### PAGE
..............................

In my last post, I typed words about (among other things), meatballs, smelly work environments, and most importantly, idea pipelines.
In this post, I will type more words. These words are supplemented by visuals, which I created using Skitch -- a kickass tool for any content creator. The visuals are recreations of the idea pipelines that I’ve used at HubSpot, Dailybreak Media, and for my own personal blogging.
Since balancing the quantity of your output with your burning desire to be really high quality in what you do is hard (right?), idea pipelines such as these ensure you never, ever need to start from scratch when writing or creating something. It's all in the name of defeating that horrible, cold-sweat-inducing blinking cursor that taunts us during writer's block.
(NOTE: To protect anything sensitive and to respect others' work, I used fake names and fake ideas below. The way these docs and apps are structured is accurate however.)
HubSpot Blogging Team
The HubSpot blog publishes four times every single day.
Hold on a second -- the internet is busy. You probably got a tweet and checked email during that sentence, so we'll do it again:
The HubSpot blogging team. Publishes (as in, launches to the world). Four times. Every. Single. Day.
Holy content, Batman! ...you might say if you were a total nerd who still owns his childhood Batman sheets.
Yes, that's a lot of content. But the approach below was CRITICAL to us maintaining that volume.
Working on the blog are four full-time marketers (a managing editor, a copy editor, a staff writer, and a senior strategist who oversees the marketing activities like subscriber growth, analytics, and more). HubSpot also benefits from dozens of employees internally and dozens of guest contributors externally all sending content their way.
So, needless to say, thinking up ideas isn’t exactly the issue (mostly). Organizing them, however, can get tricky, and so about a year ago, I sat down with the team and suggested Trello. What started as a simple, few-column layout exploded - for good reason - into what you see below. It’s super useful as it stands today, but keep in mind this is an organization publishing at scale. You should not feel compelled to be this comprehensive unless you're a larger organization.

..............................

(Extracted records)

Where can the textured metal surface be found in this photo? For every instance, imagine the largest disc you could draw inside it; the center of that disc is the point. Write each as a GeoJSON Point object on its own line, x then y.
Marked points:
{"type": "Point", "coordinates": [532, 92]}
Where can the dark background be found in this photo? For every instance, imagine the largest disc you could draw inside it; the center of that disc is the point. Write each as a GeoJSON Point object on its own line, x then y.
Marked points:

..............................

### EXERCISE REQUIREMENTS
Please answer from the post on idea pipelines above: how many times a day does the HubSpot blog publish?

### REPLY TO THE TASK
Four times every day.